##### DATA TO USE #####

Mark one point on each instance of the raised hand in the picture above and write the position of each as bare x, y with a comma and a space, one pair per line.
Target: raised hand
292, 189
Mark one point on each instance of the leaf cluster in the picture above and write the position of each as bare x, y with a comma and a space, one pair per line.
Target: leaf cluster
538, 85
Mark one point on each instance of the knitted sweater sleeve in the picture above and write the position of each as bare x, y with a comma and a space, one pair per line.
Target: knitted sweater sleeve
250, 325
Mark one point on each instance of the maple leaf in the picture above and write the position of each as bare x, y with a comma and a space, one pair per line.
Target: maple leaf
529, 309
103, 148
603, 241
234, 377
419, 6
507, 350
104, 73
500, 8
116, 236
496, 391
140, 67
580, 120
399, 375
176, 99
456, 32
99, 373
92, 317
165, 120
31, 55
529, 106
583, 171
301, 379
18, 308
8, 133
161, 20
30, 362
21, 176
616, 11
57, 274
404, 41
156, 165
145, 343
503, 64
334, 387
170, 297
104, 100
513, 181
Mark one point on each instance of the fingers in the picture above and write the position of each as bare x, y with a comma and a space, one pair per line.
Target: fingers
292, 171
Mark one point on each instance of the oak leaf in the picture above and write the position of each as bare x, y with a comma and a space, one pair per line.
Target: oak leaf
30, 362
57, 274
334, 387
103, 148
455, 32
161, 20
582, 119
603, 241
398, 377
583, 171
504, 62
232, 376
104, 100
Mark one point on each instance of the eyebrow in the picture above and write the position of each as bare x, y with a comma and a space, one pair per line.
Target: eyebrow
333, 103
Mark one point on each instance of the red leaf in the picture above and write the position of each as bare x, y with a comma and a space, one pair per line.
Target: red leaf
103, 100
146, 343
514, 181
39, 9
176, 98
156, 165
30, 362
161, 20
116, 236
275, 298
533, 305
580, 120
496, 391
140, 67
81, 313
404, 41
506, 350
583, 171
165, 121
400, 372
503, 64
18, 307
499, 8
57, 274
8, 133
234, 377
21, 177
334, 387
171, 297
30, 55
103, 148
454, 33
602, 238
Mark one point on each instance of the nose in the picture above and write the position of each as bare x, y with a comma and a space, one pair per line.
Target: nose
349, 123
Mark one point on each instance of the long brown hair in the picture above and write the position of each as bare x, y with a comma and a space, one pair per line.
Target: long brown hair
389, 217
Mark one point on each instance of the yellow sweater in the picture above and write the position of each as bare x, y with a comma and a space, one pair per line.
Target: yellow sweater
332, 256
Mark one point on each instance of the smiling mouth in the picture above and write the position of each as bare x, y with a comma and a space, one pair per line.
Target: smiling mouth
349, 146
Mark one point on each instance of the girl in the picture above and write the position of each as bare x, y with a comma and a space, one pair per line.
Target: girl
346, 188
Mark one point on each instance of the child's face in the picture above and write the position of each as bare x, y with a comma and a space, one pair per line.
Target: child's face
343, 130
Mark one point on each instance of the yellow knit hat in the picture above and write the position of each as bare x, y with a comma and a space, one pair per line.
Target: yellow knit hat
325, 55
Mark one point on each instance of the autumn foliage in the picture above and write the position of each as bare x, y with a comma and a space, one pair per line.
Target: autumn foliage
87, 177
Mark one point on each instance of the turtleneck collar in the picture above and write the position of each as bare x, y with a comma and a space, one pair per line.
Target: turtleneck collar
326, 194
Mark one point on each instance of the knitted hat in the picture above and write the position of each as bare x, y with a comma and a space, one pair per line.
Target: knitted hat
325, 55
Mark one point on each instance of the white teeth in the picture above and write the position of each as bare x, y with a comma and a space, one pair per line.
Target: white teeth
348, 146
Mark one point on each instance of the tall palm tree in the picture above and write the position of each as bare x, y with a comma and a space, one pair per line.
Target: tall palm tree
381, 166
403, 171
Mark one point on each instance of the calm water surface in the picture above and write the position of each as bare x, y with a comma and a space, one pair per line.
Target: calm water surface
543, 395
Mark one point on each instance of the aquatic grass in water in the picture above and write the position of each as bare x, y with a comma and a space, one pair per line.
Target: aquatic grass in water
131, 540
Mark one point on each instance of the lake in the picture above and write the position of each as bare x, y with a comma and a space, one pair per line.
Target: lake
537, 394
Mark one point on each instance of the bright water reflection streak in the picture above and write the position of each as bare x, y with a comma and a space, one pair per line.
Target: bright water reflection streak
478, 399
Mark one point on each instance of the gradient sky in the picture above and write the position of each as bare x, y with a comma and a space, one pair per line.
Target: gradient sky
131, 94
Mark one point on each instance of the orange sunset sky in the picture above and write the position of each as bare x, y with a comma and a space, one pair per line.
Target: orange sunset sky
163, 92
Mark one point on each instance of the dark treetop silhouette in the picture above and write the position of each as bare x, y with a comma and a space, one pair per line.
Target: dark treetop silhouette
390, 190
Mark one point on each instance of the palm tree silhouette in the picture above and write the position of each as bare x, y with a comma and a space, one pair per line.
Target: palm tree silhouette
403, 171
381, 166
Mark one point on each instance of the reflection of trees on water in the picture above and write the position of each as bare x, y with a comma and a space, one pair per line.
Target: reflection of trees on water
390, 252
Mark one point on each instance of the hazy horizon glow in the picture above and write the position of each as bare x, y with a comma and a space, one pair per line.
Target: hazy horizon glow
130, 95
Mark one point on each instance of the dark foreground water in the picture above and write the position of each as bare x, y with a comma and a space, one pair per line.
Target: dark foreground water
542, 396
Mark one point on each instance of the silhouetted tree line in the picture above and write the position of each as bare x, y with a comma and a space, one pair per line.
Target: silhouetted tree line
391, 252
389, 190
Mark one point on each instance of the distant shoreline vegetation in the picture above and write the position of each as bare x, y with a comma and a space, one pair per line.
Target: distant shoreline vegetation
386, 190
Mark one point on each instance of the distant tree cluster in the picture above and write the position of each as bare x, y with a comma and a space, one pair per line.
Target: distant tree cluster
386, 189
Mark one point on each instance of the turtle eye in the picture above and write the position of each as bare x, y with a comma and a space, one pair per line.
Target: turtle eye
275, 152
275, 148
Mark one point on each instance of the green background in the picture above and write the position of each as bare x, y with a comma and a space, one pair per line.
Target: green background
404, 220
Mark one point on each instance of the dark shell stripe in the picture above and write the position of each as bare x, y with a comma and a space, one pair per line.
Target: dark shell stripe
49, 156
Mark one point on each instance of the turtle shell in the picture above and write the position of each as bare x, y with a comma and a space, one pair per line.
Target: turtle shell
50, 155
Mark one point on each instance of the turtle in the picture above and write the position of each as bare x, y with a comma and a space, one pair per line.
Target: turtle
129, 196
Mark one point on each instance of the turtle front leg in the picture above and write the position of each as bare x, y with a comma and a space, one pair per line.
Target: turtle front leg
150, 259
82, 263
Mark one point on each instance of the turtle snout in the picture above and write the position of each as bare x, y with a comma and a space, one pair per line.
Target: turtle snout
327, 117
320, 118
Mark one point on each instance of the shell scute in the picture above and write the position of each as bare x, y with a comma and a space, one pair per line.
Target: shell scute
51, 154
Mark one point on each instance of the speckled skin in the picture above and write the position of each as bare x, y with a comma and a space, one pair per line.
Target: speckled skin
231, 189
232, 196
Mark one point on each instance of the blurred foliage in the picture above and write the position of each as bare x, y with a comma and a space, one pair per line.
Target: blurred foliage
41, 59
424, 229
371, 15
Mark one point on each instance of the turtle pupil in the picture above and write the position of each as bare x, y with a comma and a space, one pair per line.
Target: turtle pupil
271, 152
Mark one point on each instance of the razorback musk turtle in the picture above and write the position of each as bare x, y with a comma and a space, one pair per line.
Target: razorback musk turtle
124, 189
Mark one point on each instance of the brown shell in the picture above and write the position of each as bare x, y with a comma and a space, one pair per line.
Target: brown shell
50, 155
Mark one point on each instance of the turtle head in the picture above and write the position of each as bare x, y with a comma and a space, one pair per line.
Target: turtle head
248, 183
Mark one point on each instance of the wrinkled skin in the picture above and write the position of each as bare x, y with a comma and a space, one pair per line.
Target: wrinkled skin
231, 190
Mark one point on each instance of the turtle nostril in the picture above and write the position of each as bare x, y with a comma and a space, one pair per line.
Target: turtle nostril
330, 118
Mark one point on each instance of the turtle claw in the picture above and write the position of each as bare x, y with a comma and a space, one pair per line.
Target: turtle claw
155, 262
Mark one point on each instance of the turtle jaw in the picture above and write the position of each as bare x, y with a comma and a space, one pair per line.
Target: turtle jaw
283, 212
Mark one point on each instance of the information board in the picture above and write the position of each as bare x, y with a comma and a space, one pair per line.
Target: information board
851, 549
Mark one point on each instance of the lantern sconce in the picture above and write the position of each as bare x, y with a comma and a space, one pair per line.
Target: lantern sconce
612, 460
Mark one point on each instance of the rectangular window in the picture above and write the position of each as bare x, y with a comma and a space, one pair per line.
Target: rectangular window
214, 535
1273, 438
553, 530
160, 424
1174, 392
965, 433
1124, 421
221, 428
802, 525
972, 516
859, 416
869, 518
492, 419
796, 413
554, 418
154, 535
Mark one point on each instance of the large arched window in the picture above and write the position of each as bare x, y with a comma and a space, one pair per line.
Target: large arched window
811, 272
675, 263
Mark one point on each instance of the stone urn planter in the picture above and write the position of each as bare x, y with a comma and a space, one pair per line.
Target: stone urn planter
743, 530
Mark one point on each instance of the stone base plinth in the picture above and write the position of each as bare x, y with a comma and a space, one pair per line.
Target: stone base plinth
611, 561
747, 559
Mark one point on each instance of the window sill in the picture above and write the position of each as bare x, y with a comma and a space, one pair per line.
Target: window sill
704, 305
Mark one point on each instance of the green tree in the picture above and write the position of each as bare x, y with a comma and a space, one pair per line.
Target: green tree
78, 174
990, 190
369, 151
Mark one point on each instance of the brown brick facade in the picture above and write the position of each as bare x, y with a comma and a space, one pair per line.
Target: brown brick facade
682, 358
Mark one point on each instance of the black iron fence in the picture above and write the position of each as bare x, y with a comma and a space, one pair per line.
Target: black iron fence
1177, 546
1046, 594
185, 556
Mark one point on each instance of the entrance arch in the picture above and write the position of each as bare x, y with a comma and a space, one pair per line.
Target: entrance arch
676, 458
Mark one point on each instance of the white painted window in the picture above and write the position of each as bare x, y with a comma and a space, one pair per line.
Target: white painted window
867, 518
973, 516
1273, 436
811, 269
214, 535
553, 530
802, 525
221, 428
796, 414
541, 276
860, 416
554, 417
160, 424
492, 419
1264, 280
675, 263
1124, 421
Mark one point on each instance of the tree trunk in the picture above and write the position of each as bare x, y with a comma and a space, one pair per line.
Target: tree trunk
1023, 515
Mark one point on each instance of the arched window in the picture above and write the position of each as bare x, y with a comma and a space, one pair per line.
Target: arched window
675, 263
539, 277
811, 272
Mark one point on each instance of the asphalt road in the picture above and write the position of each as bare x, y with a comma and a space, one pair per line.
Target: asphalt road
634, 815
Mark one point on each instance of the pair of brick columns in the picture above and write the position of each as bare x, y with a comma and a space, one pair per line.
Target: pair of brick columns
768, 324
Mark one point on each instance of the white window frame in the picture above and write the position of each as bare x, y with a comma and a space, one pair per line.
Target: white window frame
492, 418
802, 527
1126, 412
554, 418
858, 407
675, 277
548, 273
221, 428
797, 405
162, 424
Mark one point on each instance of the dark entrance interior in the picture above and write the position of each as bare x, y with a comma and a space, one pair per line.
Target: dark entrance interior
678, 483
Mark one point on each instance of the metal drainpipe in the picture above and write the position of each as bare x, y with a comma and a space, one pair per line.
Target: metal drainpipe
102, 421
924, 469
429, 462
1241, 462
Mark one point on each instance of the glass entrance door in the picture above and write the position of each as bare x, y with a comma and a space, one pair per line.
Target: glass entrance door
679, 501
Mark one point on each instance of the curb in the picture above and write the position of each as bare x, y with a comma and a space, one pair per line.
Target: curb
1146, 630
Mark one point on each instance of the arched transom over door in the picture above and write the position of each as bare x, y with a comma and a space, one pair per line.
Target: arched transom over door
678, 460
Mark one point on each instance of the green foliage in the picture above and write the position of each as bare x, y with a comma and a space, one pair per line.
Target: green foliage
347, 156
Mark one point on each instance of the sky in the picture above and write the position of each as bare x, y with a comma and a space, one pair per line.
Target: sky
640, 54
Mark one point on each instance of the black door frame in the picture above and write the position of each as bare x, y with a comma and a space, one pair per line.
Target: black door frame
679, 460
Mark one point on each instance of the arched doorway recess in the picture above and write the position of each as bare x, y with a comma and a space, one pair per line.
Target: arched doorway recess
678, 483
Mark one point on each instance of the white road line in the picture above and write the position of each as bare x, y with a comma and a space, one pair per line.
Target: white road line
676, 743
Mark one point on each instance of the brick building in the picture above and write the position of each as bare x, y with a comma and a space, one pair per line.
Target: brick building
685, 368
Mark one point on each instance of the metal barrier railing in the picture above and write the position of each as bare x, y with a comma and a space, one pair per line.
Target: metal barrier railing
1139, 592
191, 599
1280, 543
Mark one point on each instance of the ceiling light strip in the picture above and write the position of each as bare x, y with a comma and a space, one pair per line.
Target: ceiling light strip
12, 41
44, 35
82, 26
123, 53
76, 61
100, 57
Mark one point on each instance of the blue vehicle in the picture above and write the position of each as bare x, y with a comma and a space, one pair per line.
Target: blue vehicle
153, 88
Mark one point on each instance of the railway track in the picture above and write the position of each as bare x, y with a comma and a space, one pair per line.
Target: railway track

#####

INSTRUCTIONS TO FOLLOW |
The lines you need are those holding the word "track"; copy each of them from the material above.

RESULT |
Mark one point on each instance of the railway track in the picture above and write the position of each as bare x, y with a comma and a space, one pair per line.
Target: railway track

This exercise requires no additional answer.